Cuando, hace 40 años, Estados Unidos se alzó en armas contra las drogas, los criminales del menudeo y los callejones sufrieron los castigos desproporcionados de una guerra ciega, cuyos daños colaterales tienen rostros como el de Debi Campbell, encarcelada durante 16 años por vender metanfetaminas.

«Merecía ir a prisión. Rompí la ley y, lo más importante, necesitaba ir a prisión porque desesperadamente necesitaba algo que me despertara. Pero no necesitaba 20 años para aprender la lección», consideró Campbell, en libertad desde 2010 y que ha transformado su castigo en la fuente de un férreo activismo político.

Con voz firme, esta semana durante una audiencia en el Congreso, Campbell instó a los legisladores a cambiar el rumbo de las saturadas cárceles del país y a reducir el tiempo en prisión que deben cumplir los condenados por drogas, entre quienes se encuentran mayoritariamente afroamericanos y latinos.

> DATOS:
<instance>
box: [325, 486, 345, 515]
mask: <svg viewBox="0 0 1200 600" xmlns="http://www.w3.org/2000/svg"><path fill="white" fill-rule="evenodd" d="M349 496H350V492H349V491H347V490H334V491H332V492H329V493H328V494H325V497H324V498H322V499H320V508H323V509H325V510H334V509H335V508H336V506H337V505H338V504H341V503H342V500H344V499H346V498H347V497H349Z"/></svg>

> TAREA PENDIENTE 1: En el fragmento sobre la guerra contra las drogas, ¿por vender qué sustancia fue encarcelada Debi Campbell?
> TAREA PENDIENTE 2: Retoma el fragmento sobre la guerra contra las drogas en Estados Unidos y continúalo a partir de su última oración.
El listado no hace falta para resolver lo que se pide.

> ESPACIO DE RESPUESTA 1: Por vender metanfetaminas.

> ESPACIO DE RESPUESTA 2:
Cuando los ríos de jeringuillas y balas corrían por las calles de Estados Unidos en la década de los 80, el Congreso aprobó una ley para que los peones de las esquinas y los reyes del narcotráfico tuvieran que cumplir un tiempo mínimo en prisión sin importar si habían vendido 280 gramos de crac o cinco kilos de heroína.

«Era adicta a las mentanfetaminas. Empecé a vender a otros para poder hacer dinero. No era un capo de la droga ni un gran fabricante. No estaba siendo una buena madre, me quitaron la custodia de mis hijas e imaginé que hacer más dinero era una forma de tener un hogar y poder recuperarlas», relató Campbell a Efe.

«Me equivoqué y he aprendido de mis errores», añadió la mujer, de 60 años, con cuatro hijas y a la que quedan tres asignaturas para acabar una de las dos carreras universitarias que comenzó cuando estaba entre rejas y distraía al reloj con revistas y cartas.

Pequeños traficantes como Campbell fueron los vencidos de la lucha sin cuartel contra las drogas, y los vencedores, las empresas privadas que sacaron provecho del incremento de las tasas de encarcelamiento que convierten a Estados Unidos en el país con más personas entre rejas del mundo, por encima de China.

Con el objetivo de girar el timón, legisladores republicanos y demócratas presentaron este mes en el Congreso un nuevo proyecto de ley para reducir la extensión de las condenas por drogas y acabar con las cadenas perpetuas que la Justicia impone a quienes cometen tres de estos crímenes.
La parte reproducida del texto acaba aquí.